▶ What the task requires: Repeat exactly, and only, the lines of the material below from the one that contains "Expected: for each instance of the man in" through its final line.

Listed records Block Start

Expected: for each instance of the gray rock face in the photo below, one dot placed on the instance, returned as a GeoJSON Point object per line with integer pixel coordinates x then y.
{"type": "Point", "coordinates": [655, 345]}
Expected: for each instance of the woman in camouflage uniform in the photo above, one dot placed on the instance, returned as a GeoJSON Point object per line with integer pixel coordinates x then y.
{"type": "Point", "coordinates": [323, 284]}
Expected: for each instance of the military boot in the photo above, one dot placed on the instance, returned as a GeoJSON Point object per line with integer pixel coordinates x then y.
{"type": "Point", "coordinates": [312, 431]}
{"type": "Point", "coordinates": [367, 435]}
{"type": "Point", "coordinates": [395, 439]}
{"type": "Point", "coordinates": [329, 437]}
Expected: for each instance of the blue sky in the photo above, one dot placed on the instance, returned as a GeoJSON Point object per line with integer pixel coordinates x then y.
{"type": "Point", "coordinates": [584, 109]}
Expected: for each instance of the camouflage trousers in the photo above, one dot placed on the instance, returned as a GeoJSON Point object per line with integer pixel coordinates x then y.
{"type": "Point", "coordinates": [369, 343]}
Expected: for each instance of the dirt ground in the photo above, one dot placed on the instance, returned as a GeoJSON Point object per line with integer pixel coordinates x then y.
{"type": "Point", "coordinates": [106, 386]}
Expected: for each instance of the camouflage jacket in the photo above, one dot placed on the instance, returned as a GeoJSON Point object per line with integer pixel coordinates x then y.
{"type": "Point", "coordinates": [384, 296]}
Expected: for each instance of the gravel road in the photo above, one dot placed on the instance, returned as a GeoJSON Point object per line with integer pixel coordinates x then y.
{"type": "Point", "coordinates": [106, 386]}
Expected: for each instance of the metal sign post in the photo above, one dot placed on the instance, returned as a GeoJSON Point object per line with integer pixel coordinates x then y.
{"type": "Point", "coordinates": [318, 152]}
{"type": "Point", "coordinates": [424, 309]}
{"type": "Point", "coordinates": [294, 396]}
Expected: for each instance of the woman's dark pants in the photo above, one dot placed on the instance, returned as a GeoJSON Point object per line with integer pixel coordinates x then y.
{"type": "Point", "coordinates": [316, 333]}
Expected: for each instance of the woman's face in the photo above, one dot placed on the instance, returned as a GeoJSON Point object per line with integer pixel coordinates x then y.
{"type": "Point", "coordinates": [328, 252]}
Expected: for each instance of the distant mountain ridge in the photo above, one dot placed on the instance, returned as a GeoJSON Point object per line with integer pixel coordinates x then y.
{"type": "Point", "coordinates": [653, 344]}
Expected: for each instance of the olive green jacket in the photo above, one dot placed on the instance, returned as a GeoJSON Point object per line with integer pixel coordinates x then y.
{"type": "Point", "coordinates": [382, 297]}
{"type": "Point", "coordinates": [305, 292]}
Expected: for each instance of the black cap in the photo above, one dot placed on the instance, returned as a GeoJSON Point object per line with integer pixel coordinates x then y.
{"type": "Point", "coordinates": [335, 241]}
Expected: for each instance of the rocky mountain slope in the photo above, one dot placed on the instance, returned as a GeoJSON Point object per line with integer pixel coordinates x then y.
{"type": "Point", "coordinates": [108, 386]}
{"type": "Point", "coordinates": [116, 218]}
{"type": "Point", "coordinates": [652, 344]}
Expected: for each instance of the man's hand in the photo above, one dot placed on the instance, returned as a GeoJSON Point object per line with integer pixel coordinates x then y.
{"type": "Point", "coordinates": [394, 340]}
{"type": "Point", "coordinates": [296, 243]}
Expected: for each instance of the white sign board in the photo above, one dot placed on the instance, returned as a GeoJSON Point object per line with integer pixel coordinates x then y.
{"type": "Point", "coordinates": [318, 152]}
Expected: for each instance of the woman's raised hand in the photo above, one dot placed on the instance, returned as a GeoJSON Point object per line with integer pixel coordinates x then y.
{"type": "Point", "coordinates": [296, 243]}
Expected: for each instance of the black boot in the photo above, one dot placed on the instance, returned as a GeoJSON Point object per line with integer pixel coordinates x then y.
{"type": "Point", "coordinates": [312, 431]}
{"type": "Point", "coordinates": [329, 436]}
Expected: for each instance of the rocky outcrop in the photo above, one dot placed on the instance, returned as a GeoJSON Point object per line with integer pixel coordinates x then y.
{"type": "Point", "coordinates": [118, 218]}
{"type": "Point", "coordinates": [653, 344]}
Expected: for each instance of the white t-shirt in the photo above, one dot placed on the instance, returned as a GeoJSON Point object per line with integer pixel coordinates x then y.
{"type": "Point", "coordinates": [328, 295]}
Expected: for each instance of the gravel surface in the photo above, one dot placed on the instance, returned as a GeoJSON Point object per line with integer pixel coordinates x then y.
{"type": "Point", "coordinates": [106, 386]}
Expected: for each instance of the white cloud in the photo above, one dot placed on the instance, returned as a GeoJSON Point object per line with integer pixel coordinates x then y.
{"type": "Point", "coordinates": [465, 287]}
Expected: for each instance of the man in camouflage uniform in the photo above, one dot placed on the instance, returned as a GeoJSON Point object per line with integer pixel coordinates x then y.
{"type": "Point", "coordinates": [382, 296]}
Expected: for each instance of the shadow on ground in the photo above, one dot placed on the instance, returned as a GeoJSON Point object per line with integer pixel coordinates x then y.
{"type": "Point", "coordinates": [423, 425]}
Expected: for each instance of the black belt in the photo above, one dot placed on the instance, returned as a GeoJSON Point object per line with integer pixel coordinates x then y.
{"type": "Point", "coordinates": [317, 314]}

Listed records Block End

▶ Reply:
Expected: for each instance of the man in camouflage uniform in the photo above, one dot placed on the instance, returned as a GeoJSON Point object per line with integer pixel coordinates x then y.
{"type": "Point", "coordinates": [382, 296]}
Expected: for each instance of the shadow on ground in the photo above, one dot placed on the instance, returned as a GeoJSON Point object per line with integer pixel coordinates x then y.
{"type": "Point", "coordinates": [423, 425]}
Expected: for each instance of the black belt in the photo above, one dot placed on the instance, returned as a GeoJSON Point object per line with integer pixel coordinates x then y.
{"type": "Point", "coordinates": [317, 314]}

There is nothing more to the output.